Text for analysis:
--*--
If there was a mode where, at each block, my code (which is building state from transaction history) could double check that it's correct and quickly identify problems. I know that some addresses don't even carry a balance, so this doesn't work for every address, but it would work for "accounting" where balances are all that really matters.

Upshot: add a feature called --pruning archive-balances that only stores balances per block.

Also a possible solution would be to store a checkpoint state every X blocks and recompute state from the closest checkpoint not from the genesis.

I asked a question a couple of days ago about the snapshot in Parity. (1) does the snapshot work even if one is not using archive mode, (2) can I get at the data in the snapshot? If there's a continuum from full archive mode to warp mode. Storing just balances would be closer to full archive and giving access to snapshots would be closer to warp mode. Both would work--balances at every block would be easier for my work, but either would be welcome because full archive is a real problem.
--*--
[Source records]
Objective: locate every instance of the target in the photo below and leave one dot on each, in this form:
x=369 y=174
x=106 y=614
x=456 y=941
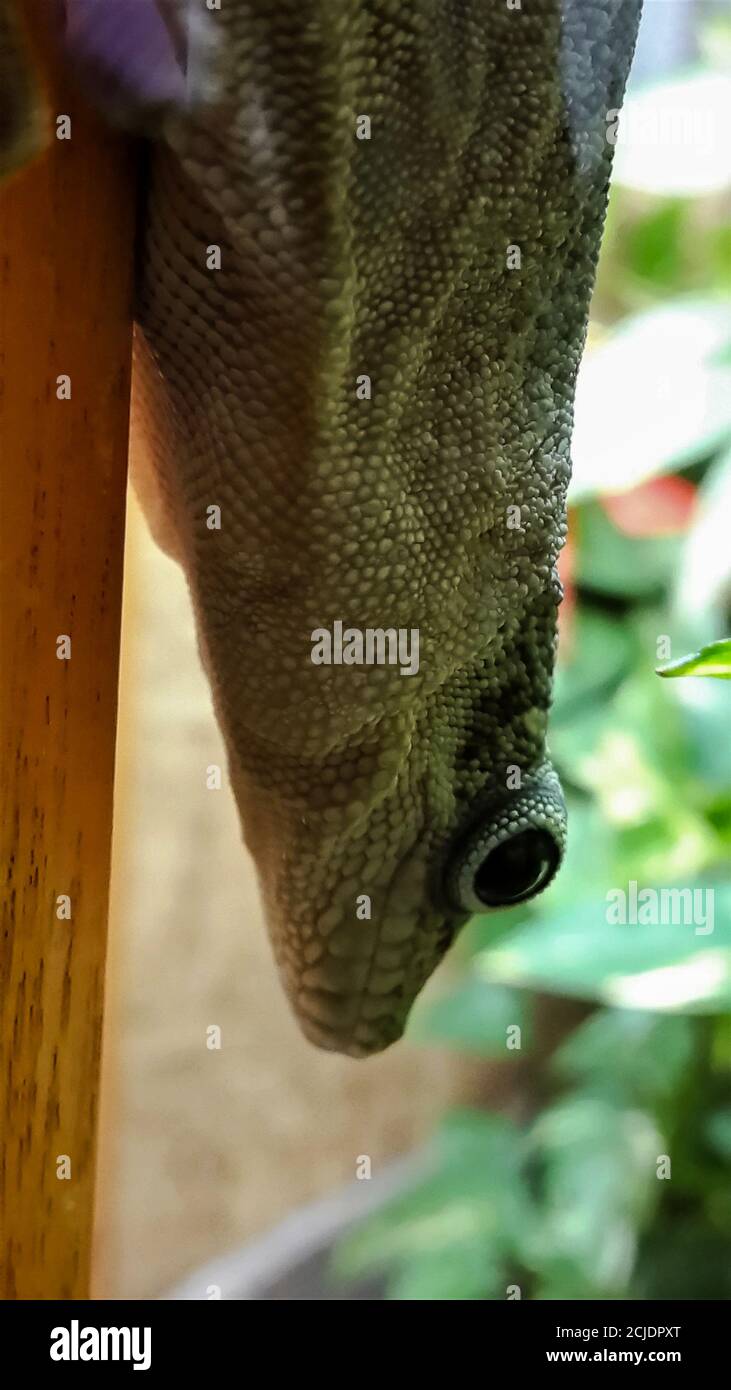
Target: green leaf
x=613 y=563
x=599 y=1184
x=638 y=1057
x=713 y=659
x=474 y=1197
x=474 y=1016
x=655 y=245
x=719 y=1132
x=664 y=966
x=602 y=652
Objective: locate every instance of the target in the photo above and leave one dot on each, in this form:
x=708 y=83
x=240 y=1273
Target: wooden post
x=66 y=302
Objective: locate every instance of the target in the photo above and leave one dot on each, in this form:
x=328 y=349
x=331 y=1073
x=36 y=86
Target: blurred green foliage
x=605 y=1172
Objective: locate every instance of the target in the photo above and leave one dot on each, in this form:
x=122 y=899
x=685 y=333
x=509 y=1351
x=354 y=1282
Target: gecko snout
x=512 y=851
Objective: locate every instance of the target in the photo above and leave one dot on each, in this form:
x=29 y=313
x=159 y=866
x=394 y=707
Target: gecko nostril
x=512 y=849
x=517 y=869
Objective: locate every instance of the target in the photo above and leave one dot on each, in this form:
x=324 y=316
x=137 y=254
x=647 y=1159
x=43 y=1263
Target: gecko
x=368 y=236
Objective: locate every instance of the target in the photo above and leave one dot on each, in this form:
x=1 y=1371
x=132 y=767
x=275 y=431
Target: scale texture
x=449 y=257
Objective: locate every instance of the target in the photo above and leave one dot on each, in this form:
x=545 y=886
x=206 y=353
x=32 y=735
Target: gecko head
x=363 y=898
x=510 y=849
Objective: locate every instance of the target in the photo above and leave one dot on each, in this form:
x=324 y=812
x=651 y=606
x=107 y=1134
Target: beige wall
x=203 y=1148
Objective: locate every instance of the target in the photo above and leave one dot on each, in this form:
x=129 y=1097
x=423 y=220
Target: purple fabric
x=124 y=46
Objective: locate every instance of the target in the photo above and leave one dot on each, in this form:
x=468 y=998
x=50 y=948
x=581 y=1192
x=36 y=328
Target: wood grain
x=66 y=302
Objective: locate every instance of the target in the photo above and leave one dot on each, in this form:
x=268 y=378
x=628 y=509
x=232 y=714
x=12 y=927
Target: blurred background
x=563 y=1090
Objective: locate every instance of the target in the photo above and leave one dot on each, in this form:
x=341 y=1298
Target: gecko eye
x=516 y=869
x=512 y=852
--*--
What the task requires:
Answer these questions using the post about Parity archive modes above.
(a) What feature name does the post propose for storing only balances per block?
(b) As another possible solution, from what point would state be recomputed instead of from the genesis?
(c) What two things did the writer ask about the snapshot in Parity?

Response for this exercise:
(a) --pruning archive-balances
(b) From the closest checkpoint, with a checkpoint state stored every X blocks.
(c) Whether the snapshot works even without archive mode, and whether the data in the snapshot can be accessed.